__Work required__: Gather every line of the material below that contains the word "bench", and copy each one.

__Provided information__:
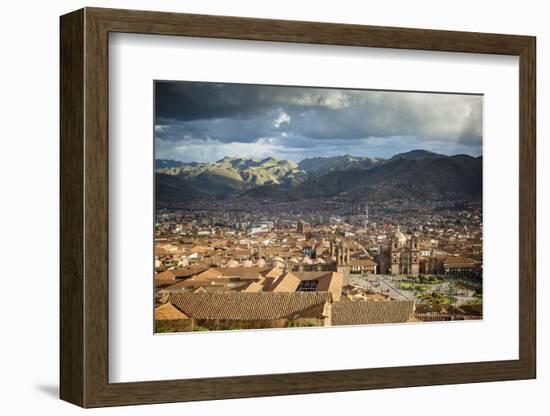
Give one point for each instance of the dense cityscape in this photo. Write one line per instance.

---

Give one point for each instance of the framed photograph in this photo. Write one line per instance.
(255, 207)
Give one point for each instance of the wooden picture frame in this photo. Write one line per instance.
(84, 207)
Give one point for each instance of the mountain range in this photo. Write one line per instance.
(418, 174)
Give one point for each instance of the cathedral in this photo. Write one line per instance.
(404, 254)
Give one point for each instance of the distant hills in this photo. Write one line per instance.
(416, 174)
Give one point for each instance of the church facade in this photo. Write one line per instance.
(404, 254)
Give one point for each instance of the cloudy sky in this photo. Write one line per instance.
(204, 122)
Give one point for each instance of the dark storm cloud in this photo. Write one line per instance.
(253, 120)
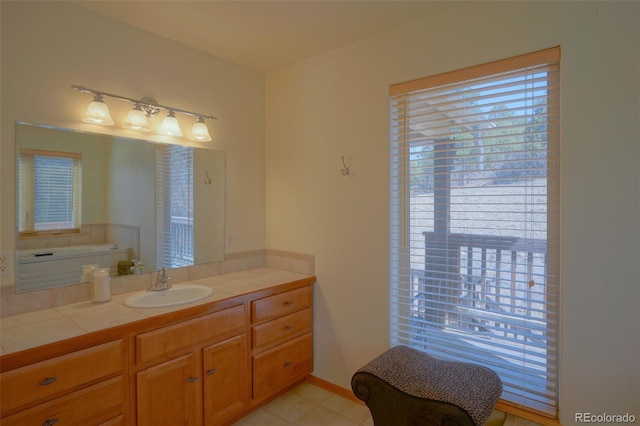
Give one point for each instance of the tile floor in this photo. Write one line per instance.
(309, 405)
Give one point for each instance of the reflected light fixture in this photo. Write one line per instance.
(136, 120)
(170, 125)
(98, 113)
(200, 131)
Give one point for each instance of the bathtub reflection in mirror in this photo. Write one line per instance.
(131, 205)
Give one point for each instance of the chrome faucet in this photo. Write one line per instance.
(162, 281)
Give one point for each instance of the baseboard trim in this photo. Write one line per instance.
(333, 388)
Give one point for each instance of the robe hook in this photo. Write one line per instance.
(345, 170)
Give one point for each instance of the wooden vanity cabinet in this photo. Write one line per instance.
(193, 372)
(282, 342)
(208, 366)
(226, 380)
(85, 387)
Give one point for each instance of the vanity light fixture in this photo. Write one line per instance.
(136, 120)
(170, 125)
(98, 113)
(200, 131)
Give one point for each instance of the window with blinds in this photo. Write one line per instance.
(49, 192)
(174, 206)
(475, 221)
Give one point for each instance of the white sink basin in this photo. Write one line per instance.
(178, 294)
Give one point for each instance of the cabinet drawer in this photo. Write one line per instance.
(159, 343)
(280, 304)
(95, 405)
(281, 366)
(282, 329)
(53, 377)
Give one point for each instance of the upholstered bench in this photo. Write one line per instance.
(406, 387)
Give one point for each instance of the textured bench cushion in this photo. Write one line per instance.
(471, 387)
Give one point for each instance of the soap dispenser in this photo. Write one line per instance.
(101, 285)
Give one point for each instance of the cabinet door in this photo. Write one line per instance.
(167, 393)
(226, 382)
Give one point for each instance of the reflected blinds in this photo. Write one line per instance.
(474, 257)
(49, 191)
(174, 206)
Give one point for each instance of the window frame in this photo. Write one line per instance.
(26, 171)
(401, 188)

__Solved exercise__:
Give one point for each instance of the upholstered bench in this photo. Write one line per instance.
Give one point for each instance of the textured bench cushion in this photo. Write one line per instance.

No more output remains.